■ **Instructions for the task**
Copy the records below exactly as they appear.

■ **Records provided**

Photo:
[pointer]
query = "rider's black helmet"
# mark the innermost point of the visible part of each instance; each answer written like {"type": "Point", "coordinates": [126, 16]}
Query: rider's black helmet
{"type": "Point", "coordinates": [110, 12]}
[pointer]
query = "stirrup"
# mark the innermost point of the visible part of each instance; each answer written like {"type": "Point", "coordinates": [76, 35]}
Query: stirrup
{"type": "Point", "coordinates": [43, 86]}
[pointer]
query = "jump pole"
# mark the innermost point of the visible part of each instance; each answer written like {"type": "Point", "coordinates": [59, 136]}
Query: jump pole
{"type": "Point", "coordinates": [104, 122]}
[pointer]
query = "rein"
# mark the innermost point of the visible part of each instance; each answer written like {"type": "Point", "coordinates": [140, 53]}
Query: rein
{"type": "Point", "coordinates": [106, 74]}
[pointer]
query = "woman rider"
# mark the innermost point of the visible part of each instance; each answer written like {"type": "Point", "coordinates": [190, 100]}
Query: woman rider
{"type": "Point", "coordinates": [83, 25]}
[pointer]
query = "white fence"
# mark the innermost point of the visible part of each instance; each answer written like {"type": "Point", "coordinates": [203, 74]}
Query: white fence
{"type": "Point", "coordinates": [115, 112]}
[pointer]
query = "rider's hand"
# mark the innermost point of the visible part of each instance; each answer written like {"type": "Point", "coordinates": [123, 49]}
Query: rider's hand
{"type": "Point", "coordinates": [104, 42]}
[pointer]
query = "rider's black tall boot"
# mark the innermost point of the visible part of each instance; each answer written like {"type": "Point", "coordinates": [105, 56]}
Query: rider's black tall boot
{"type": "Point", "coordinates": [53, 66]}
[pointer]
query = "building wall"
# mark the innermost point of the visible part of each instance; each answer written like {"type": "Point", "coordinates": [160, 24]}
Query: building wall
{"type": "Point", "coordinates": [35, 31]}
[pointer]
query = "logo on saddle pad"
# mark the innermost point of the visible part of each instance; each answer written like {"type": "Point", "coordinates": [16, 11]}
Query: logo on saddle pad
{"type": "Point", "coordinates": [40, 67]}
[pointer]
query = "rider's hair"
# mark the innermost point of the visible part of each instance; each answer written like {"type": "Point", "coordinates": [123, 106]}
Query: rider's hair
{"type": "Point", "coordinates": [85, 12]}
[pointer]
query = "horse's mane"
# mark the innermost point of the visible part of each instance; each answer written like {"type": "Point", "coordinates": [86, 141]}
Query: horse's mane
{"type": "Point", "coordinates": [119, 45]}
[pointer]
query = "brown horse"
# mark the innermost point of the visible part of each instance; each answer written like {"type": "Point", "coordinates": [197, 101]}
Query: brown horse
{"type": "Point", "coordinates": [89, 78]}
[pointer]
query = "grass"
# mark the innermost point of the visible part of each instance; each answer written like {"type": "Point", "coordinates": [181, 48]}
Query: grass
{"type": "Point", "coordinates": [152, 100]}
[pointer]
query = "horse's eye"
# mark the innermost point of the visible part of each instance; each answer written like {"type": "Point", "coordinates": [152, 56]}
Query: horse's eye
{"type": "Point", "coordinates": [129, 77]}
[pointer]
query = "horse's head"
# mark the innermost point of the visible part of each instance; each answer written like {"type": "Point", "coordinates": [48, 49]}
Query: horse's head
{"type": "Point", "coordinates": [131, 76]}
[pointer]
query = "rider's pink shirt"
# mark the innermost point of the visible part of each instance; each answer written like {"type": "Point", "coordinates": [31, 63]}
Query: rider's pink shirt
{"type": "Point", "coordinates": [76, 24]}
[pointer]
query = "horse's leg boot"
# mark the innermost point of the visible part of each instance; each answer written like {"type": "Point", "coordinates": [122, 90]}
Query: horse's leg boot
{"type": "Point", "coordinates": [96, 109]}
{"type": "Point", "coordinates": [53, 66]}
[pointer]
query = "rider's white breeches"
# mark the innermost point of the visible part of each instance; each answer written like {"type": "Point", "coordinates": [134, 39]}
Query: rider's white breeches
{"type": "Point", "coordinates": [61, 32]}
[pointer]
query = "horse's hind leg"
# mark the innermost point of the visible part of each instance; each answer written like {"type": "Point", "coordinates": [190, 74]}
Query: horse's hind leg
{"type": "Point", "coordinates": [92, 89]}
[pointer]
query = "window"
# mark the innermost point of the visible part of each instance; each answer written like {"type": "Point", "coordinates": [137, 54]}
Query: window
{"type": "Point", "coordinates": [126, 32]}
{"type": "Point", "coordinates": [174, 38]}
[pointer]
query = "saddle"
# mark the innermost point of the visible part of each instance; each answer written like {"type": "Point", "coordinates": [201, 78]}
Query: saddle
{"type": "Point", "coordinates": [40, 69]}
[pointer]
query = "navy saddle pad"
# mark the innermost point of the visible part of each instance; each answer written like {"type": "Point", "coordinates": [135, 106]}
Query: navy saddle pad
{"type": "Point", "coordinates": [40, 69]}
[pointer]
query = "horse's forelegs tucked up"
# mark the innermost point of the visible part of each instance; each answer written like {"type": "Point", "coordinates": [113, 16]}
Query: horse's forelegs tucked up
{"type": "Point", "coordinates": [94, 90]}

■ **Answer for the task**
Photo:
[pointer]
query = "rider's black helmet"
# mark the innermost point of the visible part of each instance; each answer written like {"type": "Point", "coordinates": [126, 16]}
Query: rider's black helmet
{"type": "Point", "coordinates": [110, 12]}
[pointer]
query = "stirrup"
# mark the innermost point of the visible part of each instance; each answer written like {"type": "Point", "coordinates": [76, 35]}
Query: stirrup
{"type": "Point", "coordinates": [43, 86]}
[pointer]
query = "jump pole"
# mark the innermost point of the visible part of each instance; each answer written like {"type": "Point", "coordinates": [59, 136]}
Query: jump pole
{"type": "Point", "coordinates": [104, 122]}
[pointer]
query = "rein"
# mark the innermost point of the visible part of each instance; each answer written like {"type": "Point", "coordinates": [140, 53]}
Query: rein
{"type": "Point", "coordinates": [106, 74]}
[pointer]
query = "woman rider"
# mark the innermost point of the visible part of each instance; each answer written like {"type": "Point", "coordinates": [190, 100]}
Query: woman rider
{"type": "Point", "coordinates": [83, 25]}
[pointer]
query = "white fence"
# mark the innermost point of the visible part of each instance; each answer written like {"type": "Point", "coordinates": [203, 74]}
Query: white fence
{"type": "Point", "coordinates": [115, 112]}
[pointer]
query = "rider's hand"
# mark the innermost point of the visible part of each instance; each answer written like {"type": "Point", "coordinates": [123, 49]}
Query: rider's hand
{"type": "Point", "coordinates": [104, 42]}
[pointer]
query = "rider's black tall boot"
# mark the innermost point of the visible part of each instance; each answer written like {"type": "Point", "coordinates": [105, 56]}
Query: rider's black tall boot
{"type": "Point", "coordinates": [53, 66]}
[pointer]
query = "building wall"
# mark the innermost point of the visible part of each instance; each answer written like {"type": "Point", "coordinates": [160, 24]}
Query: building wall
{"type": "Point", "coordinates": [35, 31]}
[pointer]
query = "logo on saddle pad"
# mark the innermost point of the visible part of each instance; each answer written like {"type": "Point", "coordinates": [16, 11]}
Query: logo on saddle pad
{"type": "Point", "coordinates": [40, 67]}
[pointer]
query = "rider's hair"
# mark the innermost point of the visible part of each instance; each answer written like {"type": "Point", "coordinates": [123, 106]}
Query: rider's hair
{"type": "Point", "coordinates": [85, 12]}
[pointer]
query = "horse's mane"
# mark the innermost point of the visible part of each instance; each answer written like {"type": "Point", "coordinates": [86, 141]}
Query: horse's mane
{"type": "Point", "coordinates": [119, 45]}
[pointer]
query = "brown horse"
# mark the innermost point of the visible part of each instance; each answer written like {"type": "Point", "coordinates": [197, 101]}
Query: brown horse
{"type": "Point", "coordinates": [89, 78]}
[pointer]
query = "grass"
# mark the innermost point of the visible part of each instance; each answer written like {"type": "Point", "coordinates": [181, 48]}
Query: grass
{"type": "Point", "coordinates": [152, 100]}
[pointer]
query = "horse's eye"
# mark the innermost point of the visible part of each instance; each answer written like {"type": "Point", "coordinates": [152, 56]}
Query: horse's eye
{"type": "Point", "coordinates": [129, 77]}
[pointer]
query = "horse's head"
# mark the innermost point of the visible part of each instance; each answer written like {"type": "Point", "coordinates": [48, 49]}
Query: horse's head
{"type": "Point", "coordinates": [131, 76]}
[pointer]
query = "rider's pink shirt"
# mark the innermost point of the visible part of each instance; each answer written like {"type": "Point", "coordinates": [31, 63]}
Query: rider's pink shirt
{"type": "Point", "coordinates": [76, 24]}
[pointer]
query = "horse's leg boot"
# mark the innermost point of the visible part of each instance; each answer written like {"type": "Point", "coordinates": [122, 90]}
Query: horse's leg boot
{"type": "Point", "coordinates": [96, 109]}
{"type": "Point", "coordinates": [53, 66]}
[pointer]
query = "rider's white breeches"
# mark the innermost point of the visible part of each instance; each answer written like {"type": "Point", "coordinates": [134, 39]}
Query: rider's white breeches
{"type": "Point", "coordinates": [61, 32]}
[pointer]
query = "horse's hind leg"
# mark the innermost point of the visible part of each instance; each answer written like {"type": "Point", "coordinates": [190, 74]}
Query: horse's hind leg
{"type": "Point", "coordinates": [92, 89]}
[pointer]
query = "window"
# mark the innermost point of the visible part of each instance; each answer written like {"type": "Point", "coordinates": [137, 54]}
Query: window
{"type": "Point", "coordinates": [126, 32]}
{"type": "Point", "coordinates": [174, 38]}
[pointer]
query = "saddle"
# mark the innermost point of the visible part of each instance; each answer written like {"type": "Point", "coordinates": [201, 78]}
Query: saddle
{"type": "Point", "coordinates": [40, 69]}
[pointer]
query = "navy saddle pad"
# mark the innermost point of the visible part of each instance; each answer written like {"type": "Point", "coordinates": [135, 106]}
Query: navy saddle pad
{"type": "Point", "coordinates": [40, 69]}
[pointer]
query = "horse's forelegs tucked up"
# mark the innermost point of the visible part of each instance; each answer written like {"type": "Point", "coordinates": [113, 16]}
Query: horse's forelegs tucked up
{"type": "Point", "coordinates": [94, 90]}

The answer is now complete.